辻さん:障がいがある人もない人もこうやって話し合えることがすばらしいことだと思います。これからもみんなに「補助犬」のことを考えてもらいたいです。よろしくお願いします。

実はこの後、皆さんで打ち上げに。そのとき聴覚障がいのある辻さんがこんなことを言ったんです。

辻さん:視覚障がい者の方と聴覚障がい者のコミュニケーションはどうすればいいのかな?

というのも聴覚障がい者の方と視覚障がい者の方のコミュニケーションはとても難しいんです。

なぜなら、聴覚障害者には音が聞こえないし、視覚障害者は手話などが見えないからです。

「筆談かな?」という声に視覚障がいのある須貝さんがこう答えました。

須貝さん:実は書くことも難しく、残念ながらそれを見ることもできないんですよ。「でも……」、「ペンありますか?」と言ったんです。
● ● ●
実施する作業:
A. 次の記述(i)(ii)(iii)が本文の内容と合っているかを判定してください。それぞれ「はい」か「いいえ」で答え、判断の決め手となる本文の語句をそのまま引用してください。(i) 辻さんには聴覚障がいがある。(ii) 須貝さんは、筆談なら問題なくできると答えた。(iii) 視覚障害者には手話などが見えないと本文は述べている。
B. 項目のうち、「[point] every instance of the car wheel」を含む行から項目の最後までを、両端の行も含めて一字一句そのまま書き写してください。
本文と項目は、互いに関係のない別々の資料です。

抽出データ:
● ● ●
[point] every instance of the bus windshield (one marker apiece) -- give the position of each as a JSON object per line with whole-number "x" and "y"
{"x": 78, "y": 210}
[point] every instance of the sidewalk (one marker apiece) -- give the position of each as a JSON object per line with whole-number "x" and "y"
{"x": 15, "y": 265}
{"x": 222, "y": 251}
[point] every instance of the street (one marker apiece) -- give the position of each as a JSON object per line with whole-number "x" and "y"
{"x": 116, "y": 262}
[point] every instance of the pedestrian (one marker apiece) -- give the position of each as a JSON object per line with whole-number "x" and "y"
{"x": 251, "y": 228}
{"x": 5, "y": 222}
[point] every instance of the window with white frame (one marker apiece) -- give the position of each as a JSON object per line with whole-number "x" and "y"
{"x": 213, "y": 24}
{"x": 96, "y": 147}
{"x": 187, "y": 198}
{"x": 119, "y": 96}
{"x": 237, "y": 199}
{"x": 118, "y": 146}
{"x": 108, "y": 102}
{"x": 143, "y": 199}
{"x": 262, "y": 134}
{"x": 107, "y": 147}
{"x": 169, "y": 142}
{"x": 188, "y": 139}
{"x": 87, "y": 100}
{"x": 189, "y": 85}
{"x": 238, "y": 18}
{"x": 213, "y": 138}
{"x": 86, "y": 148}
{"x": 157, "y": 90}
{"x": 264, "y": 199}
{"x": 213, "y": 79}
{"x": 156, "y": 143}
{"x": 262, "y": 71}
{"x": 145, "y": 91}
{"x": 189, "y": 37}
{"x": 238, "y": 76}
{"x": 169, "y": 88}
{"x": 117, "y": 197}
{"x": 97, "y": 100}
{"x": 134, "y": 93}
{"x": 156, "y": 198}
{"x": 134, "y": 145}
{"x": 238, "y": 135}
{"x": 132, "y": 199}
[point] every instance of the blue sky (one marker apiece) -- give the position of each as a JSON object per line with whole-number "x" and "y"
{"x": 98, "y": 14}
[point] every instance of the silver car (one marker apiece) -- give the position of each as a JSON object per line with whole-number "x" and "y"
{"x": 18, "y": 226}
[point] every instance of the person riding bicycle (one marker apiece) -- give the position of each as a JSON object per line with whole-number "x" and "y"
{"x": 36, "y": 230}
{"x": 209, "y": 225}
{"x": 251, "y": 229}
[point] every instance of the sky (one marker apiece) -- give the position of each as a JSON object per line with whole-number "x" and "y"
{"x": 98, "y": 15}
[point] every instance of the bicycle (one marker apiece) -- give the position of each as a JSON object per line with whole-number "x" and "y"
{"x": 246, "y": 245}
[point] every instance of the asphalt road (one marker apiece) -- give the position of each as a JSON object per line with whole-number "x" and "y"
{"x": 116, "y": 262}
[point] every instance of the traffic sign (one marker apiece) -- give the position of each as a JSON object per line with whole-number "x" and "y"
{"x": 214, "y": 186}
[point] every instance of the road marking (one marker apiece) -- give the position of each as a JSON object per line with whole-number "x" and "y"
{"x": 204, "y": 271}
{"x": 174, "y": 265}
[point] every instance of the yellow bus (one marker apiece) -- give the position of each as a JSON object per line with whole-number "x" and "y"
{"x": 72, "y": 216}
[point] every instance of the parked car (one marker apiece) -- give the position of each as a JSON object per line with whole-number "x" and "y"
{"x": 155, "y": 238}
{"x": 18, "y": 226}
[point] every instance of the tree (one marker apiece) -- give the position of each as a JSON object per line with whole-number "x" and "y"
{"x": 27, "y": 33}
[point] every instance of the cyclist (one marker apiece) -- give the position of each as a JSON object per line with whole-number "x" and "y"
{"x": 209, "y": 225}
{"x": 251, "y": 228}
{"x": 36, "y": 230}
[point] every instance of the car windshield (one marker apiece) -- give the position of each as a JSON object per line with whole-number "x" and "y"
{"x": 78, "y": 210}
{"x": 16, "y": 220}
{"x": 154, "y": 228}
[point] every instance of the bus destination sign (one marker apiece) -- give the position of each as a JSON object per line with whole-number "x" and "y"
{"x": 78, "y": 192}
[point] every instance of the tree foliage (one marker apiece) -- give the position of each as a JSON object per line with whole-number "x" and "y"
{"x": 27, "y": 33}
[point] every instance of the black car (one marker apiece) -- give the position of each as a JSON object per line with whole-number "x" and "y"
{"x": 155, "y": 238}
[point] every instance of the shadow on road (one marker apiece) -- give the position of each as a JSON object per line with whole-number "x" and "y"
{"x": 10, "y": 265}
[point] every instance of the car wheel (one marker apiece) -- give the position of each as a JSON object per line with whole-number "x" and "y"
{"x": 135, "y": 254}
● ● ●
作業ごとの結果:
A.
(i) はい:「聴覚障がいのある辻さん」
(ii) いいえ:「実は書くことも難しく、残念ながらそれを見ることもできないんですよ」
(iii) はい:「視覚障害者は手話などが見えないからです」

B.
[point] every instance of the car wheel (one marker apiece) -- give the position of each as a JSON object per line with whole-number "x" and "y"
{"x": 135, "y": 254}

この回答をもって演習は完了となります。